The Legacy of Agent Orange
[in Vietnam]

BBC website, April 29, 2005


Thirty years after hostilities ended between the US and Vietnam, relations remain strained by one of America's most notorious weapons during the war, the chemical Agent Orange.

The Vietnamese believe that the powerful weed killer - the use of which was intended to destroy crops and jungle providing cover for the Vietcong - is responsible for massively high instances of genetic defects in areas that were sprayed.

Nguyen Trong Nhan, from the Vietnam Association Of Victims Of Agent Orange and a former president of Vietnamese Red Cross, believes the use of Agent Orange was a "war crime".

He told BBC World Service's One Planet programme that Vietnam's poverty was a direct result of the use of Agent Orange.

"They are the poorest and the most vulnerable people - and that is why Vietnam is a very poor country," he said.

"We help the people who are victims of the Agent Orange and the dioxins, but the capacity of our government is very limited."

Contaminated areas

Campaigners such as Mr Nguyen believe they have been left with little choice but to resort to legal action, and in 2004 took the chemical companies that produced Agent Orange to court in the US.

But last month an American Federal District Judge dismissed the case on the grounds that use of the defoliant did not violate international law that the time. An appeal has been lodged against this decision.

The US sprayed 80m litres of poisonous chemicals during Operation Ranchhand. There were many Agents used, including Pink, Green and White, but Agent Orange was used the most - 45m litres sprayed over a 10th of Vietnam.

It was also used - mostly in secret - over parts of neighbouring Cambodia.

Andrew Wells-Dang, Fund for Reconciliation and Development
But Agent Orange in particular was laced with dioxins - extremely toxic to humans. Dioxins accumulate in the body to cause cancers. Anyone eating or drinking in contaminated areas then receives an even higher dose.

Spraying stopped in 1971, after more than 6,000 missions and growing public disquiet.

But the ground in many areas of Vietnam remains contaminated by Agent Orange. A number of people in these areas believe they are victims of the chemical.

One woman said the herbicide had caused a skin disease which gave her "great suffering".

"If the US and Vietnamese governments could care for people like me, that would be comforting," she added.

Another man said his legs have "wasted away" as a result of Agent Orange.

"When I realise I have been contaminated with poisonous chemicals, and the US government hasn't done anything to help, I feel very said, and it makes me cry," he added.

"Now I always get severe headaches. My first child has just died - he had physical deformities. The second one is having headaches like me."

Cancers and disease

Food and supplies are still delivered to victims of Agent Orange. Many were not born when the US sprayed the area - but there is strong evidence the chemicals are still having an effect.

A disproportionately large number of children in the areas affected are born with defects, both mental and physical. Many are highly susceptible to cancers and disease.

____

## EXERCISE A
Answer each question using the Agent Orange article:
(i) How many litres of poisonous chemicals did the US spray during Operation Ranchhand?
(ii) In what year did the spraying stop?
(iii) Of which organization was Nguyen Trong Nhan formerly president?
## EXERCISE B
State whether each statement agrees with the Agent Orange article, answering yes or no and quoting the words that decide it:
(i) Agent Orange was sprayed over a fifth of Vietnam.
(ii) Campaigners took the companies that produced Agent Orange to court in the US in 2004.
(iii) Spraying ended after more than 6,000 missions.
Rely solely on the Agent Orange article when responding, without drawing on outside knowledge.

## INFORMATION SUPPLIED
____

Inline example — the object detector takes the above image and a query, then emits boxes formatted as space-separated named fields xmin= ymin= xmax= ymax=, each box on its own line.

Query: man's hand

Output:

____

## WRITTEN ANSWER A
(i) 80m litres
(ii) 1971
(iii) The Vietnamese Red Cross

## WRITTEN ANSWER B
(i) No: "45m litres sprayed over a 10th of Vietnam"
(ii) Yes: "in 2004 took the chemical companies that produced Agent Orange to court in the US"
(iii) Yes: "Spraying stopped in 1971, after more than 6,000 missions and growing public disquiet."